-- START Material provided --

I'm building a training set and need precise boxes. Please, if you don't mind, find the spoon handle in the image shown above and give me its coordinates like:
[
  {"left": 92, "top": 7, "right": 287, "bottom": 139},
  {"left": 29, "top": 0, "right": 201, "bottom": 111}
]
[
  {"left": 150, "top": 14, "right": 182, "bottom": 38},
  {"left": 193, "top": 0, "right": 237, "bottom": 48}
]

-- END Material provided --

Write out the listing above line for line, with no changes to wording, spacing, or punctuation.

I'm building a training set and need precise boxes. Please, if you don't mind, find the spoon handle in the image shown above and give me its coordinates like:
[
  {"left": 92, "top": 7, "right": 287, "bottom": 139},
  {"left": 29, "top": 0, "right": 201, "bottom": 111}
]
[
  {"left": 150, "top": 14, "right": 182, "bottom": 38},
  {"left": 193, "top": 0, "right": 237, "bottom": 48}
]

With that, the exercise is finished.